AIM OF THE EXERCISE: In the listing below, locate the line containing "Could you please indicate the light blue stripe"; reproduce that line and all lines that follow it, unchanged.

▼▼▼

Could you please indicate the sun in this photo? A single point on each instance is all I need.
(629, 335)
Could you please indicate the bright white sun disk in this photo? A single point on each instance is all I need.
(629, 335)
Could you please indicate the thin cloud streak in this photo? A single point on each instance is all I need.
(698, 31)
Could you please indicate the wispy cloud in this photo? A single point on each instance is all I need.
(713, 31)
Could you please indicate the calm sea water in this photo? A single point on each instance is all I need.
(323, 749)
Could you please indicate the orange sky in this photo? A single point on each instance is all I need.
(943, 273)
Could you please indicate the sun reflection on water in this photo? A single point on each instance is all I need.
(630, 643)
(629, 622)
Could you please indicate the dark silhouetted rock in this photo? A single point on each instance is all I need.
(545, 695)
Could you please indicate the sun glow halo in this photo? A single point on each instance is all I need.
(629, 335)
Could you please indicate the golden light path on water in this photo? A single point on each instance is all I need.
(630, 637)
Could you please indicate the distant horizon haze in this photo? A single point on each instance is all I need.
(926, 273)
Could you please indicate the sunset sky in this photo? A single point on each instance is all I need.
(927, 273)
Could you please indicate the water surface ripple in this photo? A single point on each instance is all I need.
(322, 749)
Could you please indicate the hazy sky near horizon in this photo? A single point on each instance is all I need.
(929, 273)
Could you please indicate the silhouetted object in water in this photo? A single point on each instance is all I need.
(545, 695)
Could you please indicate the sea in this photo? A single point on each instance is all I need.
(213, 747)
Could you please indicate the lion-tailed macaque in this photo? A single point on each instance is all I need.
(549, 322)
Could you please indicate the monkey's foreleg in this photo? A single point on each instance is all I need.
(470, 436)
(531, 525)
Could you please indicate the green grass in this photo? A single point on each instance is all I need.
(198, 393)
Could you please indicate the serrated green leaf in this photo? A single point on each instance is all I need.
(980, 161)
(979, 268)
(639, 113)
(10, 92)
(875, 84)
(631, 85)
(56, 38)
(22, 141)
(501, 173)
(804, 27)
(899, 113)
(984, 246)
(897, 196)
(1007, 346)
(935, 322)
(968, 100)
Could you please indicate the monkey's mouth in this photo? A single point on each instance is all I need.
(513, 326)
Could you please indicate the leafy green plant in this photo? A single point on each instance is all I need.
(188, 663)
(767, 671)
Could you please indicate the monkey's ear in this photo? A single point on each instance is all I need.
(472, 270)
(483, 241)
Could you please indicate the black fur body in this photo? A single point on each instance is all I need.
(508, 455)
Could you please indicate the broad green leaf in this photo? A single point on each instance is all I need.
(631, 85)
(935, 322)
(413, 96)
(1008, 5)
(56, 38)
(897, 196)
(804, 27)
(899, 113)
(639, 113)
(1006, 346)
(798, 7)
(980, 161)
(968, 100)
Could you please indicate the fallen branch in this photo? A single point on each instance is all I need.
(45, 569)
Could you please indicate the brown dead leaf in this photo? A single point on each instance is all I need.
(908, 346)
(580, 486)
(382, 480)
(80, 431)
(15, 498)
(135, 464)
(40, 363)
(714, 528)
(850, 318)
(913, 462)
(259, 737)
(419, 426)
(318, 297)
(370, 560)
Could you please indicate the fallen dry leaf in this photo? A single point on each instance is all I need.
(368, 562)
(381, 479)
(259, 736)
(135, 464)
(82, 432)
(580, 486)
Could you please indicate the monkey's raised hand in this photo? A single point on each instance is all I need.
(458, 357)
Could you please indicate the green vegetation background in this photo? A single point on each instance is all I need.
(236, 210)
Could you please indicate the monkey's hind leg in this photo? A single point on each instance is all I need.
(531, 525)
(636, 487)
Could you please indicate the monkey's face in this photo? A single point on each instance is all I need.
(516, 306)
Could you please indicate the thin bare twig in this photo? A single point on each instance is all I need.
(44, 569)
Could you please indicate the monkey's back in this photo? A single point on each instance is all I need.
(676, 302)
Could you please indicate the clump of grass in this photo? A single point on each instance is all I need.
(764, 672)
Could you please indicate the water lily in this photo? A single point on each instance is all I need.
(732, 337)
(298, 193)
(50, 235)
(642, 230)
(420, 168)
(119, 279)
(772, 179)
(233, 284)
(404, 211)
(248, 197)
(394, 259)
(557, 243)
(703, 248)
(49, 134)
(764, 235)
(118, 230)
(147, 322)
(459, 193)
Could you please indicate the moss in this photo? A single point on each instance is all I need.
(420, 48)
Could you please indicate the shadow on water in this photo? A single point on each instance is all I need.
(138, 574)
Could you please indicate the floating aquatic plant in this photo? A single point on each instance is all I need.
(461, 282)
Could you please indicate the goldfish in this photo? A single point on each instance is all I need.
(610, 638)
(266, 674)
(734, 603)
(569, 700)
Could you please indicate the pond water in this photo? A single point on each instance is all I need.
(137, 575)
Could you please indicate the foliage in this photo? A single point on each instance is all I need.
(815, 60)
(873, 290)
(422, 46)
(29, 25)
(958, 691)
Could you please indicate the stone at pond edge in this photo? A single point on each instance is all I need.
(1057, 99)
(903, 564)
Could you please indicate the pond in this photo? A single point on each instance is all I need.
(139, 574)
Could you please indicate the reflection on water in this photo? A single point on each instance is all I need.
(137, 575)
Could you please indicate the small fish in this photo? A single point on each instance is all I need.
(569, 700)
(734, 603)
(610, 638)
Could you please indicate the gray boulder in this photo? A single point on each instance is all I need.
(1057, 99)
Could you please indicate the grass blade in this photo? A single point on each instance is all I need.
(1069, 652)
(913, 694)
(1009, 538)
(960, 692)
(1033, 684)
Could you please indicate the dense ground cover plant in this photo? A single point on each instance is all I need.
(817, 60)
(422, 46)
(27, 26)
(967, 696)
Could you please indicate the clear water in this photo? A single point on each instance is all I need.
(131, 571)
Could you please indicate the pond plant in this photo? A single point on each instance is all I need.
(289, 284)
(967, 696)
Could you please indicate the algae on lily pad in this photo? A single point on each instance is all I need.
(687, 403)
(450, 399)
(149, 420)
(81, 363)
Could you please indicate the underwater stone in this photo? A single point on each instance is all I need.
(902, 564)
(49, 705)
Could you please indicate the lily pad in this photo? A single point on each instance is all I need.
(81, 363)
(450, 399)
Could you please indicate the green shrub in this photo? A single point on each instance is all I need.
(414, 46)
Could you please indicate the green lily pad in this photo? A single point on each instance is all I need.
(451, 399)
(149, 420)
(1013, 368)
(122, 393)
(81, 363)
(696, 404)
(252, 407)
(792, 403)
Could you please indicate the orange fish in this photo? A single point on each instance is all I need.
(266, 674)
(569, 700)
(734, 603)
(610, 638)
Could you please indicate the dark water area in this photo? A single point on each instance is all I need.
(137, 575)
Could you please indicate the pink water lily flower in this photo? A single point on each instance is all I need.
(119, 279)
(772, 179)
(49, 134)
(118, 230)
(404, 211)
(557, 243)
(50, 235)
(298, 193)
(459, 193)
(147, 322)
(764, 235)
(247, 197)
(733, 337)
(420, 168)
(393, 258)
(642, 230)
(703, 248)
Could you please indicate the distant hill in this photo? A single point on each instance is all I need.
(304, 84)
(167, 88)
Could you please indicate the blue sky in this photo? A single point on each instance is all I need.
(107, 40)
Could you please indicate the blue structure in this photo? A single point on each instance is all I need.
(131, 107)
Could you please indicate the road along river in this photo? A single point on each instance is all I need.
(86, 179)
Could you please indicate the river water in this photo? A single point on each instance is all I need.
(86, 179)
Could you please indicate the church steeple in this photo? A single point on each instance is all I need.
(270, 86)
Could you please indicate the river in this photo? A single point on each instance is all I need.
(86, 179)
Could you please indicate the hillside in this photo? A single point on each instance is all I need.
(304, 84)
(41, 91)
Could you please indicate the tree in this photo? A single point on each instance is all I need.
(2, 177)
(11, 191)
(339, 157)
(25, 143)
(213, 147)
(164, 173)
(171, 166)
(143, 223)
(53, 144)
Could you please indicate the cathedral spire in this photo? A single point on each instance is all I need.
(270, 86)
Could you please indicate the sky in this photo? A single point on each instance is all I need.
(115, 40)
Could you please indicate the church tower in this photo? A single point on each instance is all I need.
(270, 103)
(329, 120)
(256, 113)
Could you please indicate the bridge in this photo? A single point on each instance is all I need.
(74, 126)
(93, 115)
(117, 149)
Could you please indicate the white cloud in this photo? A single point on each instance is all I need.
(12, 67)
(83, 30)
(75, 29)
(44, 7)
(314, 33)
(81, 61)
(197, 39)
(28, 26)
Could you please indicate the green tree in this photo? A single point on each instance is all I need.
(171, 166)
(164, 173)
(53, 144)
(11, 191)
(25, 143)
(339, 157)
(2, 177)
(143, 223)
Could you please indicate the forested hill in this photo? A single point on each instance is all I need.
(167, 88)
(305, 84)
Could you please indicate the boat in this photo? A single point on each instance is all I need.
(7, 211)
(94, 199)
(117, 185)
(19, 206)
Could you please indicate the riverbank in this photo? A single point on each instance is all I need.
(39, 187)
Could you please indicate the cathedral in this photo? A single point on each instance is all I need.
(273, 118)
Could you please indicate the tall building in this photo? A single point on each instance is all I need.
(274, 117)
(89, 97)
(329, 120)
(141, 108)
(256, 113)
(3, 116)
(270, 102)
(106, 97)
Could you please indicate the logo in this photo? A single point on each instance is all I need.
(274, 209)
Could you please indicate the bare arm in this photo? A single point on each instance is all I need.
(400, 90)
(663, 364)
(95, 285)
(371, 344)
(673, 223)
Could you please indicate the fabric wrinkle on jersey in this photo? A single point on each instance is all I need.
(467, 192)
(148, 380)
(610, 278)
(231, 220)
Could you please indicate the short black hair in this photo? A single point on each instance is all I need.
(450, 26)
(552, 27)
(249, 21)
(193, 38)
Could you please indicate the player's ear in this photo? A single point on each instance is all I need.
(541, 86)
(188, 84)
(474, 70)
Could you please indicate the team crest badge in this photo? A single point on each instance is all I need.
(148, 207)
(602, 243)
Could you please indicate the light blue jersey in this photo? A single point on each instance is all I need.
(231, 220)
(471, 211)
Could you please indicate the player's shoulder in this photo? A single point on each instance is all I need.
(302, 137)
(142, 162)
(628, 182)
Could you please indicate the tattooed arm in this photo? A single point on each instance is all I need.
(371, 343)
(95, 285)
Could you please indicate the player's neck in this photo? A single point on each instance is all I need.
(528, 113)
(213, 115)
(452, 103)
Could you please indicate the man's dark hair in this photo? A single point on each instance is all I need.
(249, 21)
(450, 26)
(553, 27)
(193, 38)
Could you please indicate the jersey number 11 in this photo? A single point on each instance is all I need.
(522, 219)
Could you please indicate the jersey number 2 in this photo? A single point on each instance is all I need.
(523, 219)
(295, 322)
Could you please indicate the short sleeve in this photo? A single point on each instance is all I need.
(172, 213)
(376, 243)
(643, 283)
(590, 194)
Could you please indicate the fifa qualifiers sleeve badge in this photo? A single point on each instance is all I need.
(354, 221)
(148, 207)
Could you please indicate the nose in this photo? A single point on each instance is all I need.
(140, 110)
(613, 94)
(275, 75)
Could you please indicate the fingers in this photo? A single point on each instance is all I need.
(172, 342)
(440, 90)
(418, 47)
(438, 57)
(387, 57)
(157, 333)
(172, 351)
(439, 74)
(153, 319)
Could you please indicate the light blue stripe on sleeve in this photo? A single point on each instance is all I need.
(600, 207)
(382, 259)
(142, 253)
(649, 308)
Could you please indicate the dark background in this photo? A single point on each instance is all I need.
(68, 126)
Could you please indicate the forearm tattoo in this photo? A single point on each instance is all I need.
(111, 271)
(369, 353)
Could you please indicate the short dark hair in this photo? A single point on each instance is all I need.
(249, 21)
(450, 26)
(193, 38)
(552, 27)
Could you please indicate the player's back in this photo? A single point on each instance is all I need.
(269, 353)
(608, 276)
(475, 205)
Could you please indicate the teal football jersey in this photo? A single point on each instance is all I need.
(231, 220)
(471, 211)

▲▲▲

RESULT OF THE EXERCISE:
Could you please indicate the light blue stripe on sleeve in this photo? A single point on each instance is all I need.
(600, 207)
(382, 259)
(142, 253)
(649, 308)
Could you please indicate the dark background in this photo? A single point on each instance is all I need.
(68, 126)
Could you please indicate the forearm tattoo in this photo? A single point on each instance is all I need.
(111, 271)
(369, 353)
Could you please indicate the short dark hair in this photo? A single point on each instance is all I need.
(249, 21)
(450, 26)
(193, 38)
(552, 27)
Could you please indicate the player's back in this photo? A single point on each instance is all I need.
(269, 353)
(608, 276)
(475, 205)
Could you please indicate the teal football jersey in this photo? A single point on each instance is all I need.
(231, 220)
(471, 211)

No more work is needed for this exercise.